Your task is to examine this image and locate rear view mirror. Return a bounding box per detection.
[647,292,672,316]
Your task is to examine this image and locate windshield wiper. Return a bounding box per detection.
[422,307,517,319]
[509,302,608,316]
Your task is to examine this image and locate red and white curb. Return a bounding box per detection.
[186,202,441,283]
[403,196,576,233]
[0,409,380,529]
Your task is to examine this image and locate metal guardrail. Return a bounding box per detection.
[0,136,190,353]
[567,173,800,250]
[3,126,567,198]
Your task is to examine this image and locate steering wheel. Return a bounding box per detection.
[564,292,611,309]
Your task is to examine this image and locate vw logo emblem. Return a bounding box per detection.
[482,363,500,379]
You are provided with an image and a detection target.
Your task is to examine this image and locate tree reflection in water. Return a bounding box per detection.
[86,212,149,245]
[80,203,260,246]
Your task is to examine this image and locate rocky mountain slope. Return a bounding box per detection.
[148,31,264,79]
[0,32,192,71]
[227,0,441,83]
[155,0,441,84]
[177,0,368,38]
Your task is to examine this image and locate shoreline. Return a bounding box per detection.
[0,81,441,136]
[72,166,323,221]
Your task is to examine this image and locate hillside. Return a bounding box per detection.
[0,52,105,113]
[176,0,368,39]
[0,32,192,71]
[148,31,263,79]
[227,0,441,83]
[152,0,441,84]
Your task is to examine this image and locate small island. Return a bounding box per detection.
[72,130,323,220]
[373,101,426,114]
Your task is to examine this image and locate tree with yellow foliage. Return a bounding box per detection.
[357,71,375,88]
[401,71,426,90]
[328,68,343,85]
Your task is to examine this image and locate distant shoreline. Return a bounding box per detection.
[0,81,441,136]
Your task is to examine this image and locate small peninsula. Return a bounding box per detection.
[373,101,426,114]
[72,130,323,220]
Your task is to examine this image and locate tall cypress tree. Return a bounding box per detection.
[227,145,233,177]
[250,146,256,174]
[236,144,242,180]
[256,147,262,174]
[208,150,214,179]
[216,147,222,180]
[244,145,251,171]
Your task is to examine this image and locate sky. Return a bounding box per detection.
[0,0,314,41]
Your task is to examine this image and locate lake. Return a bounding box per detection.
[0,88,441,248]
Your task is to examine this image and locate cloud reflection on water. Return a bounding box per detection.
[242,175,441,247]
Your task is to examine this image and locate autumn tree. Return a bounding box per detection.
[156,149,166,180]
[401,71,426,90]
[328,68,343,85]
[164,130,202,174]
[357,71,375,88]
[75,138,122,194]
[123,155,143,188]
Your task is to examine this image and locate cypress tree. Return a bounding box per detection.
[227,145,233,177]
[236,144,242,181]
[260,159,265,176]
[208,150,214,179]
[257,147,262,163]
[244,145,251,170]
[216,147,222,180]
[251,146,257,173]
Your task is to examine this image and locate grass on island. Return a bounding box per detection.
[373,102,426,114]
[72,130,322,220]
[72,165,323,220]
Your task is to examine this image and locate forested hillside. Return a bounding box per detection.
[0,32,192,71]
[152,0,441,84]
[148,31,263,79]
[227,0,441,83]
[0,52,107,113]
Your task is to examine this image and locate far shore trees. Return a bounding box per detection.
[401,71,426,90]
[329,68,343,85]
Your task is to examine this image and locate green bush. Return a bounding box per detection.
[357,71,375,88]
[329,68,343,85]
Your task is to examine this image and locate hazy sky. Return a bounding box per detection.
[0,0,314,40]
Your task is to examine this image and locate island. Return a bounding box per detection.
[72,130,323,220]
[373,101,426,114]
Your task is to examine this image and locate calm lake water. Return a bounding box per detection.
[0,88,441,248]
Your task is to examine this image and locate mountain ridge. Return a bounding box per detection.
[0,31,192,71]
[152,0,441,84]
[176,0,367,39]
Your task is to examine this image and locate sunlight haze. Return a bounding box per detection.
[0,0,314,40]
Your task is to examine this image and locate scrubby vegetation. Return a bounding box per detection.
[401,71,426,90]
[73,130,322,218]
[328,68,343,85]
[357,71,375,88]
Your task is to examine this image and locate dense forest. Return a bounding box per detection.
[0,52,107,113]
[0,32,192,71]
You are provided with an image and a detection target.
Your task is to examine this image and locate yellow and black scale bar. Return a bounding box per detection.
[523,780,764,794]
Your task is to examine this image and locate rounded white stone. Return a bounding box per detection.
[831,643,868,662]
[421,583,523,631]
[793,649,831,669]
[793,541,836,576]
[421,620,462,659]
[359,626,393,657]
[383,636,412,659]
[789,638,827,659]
■ ■ ■ ■ ■ ■ ■
--- Given problem ---
Return each line of the entries above that contains the word "yellow", matching its case exactly.

--- Written solution ---
Your task is to examine this image and locate tree with yellow foliage. Return a bounding box per detection.
Your task is to examine this image and locate yellow and black scale bar. Return a bounding box per detection.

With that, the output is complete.